But since one might argue that the aforementioned two phases are valid for car owners all over the world, let's move on to Phase 3: The actual multiple-year journey of car ownership, where all the stops get pulled out.

Most glaring of all is probably the way we treat parking. Saying you've never gone out of your way to find free parking - at a HDB carpark on Sundays, or at private estates uh, whenever possible - is like saying you hate iced milo: Possible, but probably untrue.

Some have argued that it honestly makes no sense wasting another 10 to 15 minutes finding the cheapest spot (and then fighting the queue to get in). But more often than not, most of us end up doing it anyway. Who doesn't want to save $2, which can then become $20, and then $200?

If the endless list of compilations for credit card discounts for petrol kiosks is anything to go by, it's clear we also count every cent at the pumps. In those increasingly distant pre-Covid glory days, many of us would make sure to get a quick refill at JB too if we had driven up for a day trip (and squeeze in a car wash).

Then even when it comes to bidding farewell to our cars, the desire to minimise losses doesn't abate.

Dealers know their buyers/sellers and vice versa, as both sides engage in a tango dance around the best trade-in value.

The market itself has again also very deftly responded, with car auctioning platforms emerging with the alluring promise of higher profits and less stress for drivers looking to sell their cars. Quotz, for instance, started a one-stop shop model in 2007, connecting sellers to a pool of used car dealers who have to bid for their car; the best price then gets offered to the customer.

One might surely scoff at the relentless, winding and multi-phased string of measures we rely on to reduce our losses - so complex that it is perhaps rivalled only by Marvel's superhero film rollout. But flip it around, and it's also undeniably interesting to behold how fastidious and indefatigable we've become when calculating everything.

A conundrum, truly

To say we're practical with our cars is inherently wrong because many of us don't actually need them. To say we're not, however, also doesn't sit quite right.

How should we describe all of this then - the very same way we might describe the manner in which we complain about car prices, then continue to buy them in droves? Maybe there's a word for it?

Oh yes: Singaporean.

We're not going out of our way to worship the system we've grown accustomed to, by the way. Buying with your head rather than your heart, taken to mechanical, mathematical extremes means above all that fun and daring cars are often sacrificed.

TASK:
Carry on the passage about how Singaporeans count every cost of car ownership, starting right after its last sentence. The dataset excerpts have nothing to do with this.

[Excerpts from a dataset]

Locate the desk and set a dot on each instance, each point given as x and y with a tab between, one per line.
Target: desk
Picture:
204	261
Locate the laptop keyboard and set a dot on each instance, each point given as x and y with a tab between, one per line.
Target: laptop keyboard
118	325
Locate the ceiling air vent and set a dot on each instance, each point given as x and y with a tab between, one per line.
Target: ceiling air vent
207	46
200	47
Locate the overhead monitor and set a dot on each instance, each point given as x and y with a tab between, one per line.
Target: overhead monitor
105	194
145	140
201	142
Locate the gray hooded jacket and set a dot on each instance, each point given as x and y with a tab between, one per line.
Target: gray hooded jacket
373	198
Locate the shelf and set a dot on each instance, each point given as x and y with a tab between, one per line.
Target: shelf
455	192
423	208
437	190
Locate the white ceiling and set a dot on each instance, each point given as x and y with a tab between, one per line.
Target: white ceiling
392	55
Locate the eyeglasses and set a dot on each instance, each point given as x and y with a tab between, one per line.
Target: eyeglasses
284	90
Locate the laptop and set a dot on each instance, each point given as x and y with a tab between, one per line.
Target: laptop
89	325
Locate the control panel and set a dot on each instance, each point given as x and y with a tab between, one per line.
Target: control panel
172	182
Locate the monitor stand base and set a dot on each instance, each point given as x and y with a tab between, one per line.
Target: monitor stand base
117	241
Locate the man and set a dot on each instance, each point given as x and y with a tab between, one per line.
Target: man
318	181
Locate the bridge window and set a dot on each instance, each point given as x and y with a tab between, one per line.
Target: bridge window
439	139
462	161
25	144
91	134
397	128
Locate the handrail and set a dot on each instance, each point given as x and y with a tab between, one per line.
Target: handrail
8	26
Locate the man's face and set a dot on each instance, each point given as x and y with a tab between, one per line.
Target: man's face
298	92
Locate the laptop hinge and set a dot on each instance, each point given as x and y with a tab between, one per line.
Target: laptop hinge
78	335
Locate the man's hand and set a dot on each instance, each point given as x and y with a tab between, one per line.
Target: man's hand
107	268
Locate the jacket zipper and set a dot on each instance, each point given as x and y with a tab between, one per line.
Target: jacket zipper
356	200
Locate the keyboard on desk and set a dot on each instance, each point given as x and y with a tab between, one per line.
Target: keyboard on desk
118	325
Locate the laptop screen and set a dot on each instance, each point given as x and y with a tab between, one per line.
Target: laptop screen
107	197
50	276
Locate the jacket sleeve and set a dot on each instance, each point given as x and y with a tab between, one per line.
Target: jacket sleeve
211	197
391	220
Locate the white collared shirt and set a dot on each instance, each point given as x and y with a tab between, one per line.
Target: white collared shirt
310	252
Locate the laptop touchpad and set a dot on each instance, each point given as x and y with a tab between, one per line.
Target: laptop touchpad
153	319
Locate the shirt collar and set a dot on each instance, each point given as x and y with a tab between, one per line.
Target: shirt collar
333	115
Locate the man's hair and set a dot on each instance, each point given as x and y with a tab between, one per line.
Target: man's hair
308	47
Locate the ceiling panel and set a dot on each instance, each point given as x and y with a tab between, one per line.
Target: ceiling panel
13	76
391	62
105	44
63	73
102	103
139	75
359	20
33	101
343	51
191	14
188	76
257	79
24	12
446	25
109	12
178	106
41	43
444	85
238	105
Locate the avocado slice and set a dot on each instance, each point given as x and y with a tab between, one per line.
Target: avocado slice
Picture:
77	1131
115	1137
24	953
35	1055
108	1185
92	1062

TASK OUTPUT:
An Italian delight like the Fiat 500 has never gained the sort of traction it did abroad (bigger bro Fiat 500x, a crossover-favourite in Europe, didn't even make it here) - because why would you, a middle-class citizen, spend so much on a car that you just like? The same can be said for Japanese kei models.

Half of our dealers also have their hands tied as they wriggle around constricting categories and invariably wind up with the most viable (boring) models. I recently lamented to a good pal in Australia that we'll never get the Hyundai i30 SR in Singapore; the Mazda 3, a car with so much promise, also remains shamefully underpowered with its feeble 1.5-litre engine here. Only upmarket brands get to consistently enjoy the full line-up treatment, because even the cheapest cars are propelled by taxes to the heavens of premium status anyway.

See - this system rewards innovation and panache, but only when served up in economical packages. Coupled with the utilitarian car-buying mindset ruthlessly squeezed out of Singaporean drivers over the decades - and Grab/Gojek fleets - our roads shudder and sigh as they lay buried under an ocean of Vezels and Sientas.

Yet this system is also responsible for the hyper-specific, fascinating way Singaporeans have grown to interact with their cars. Criticise us for whining all you want; you can't deny we've found our own unique way to drive in it - and around it.

Even as we continue to prod, question and refine our taxes so that they don't overstretch those with legitimate mobility needs and get an update fit for the EV-era, we can give ourselves a pat on the back for trying our best: To hold on to our pennies as the actual dollar bills slip through our fingers like loose sand.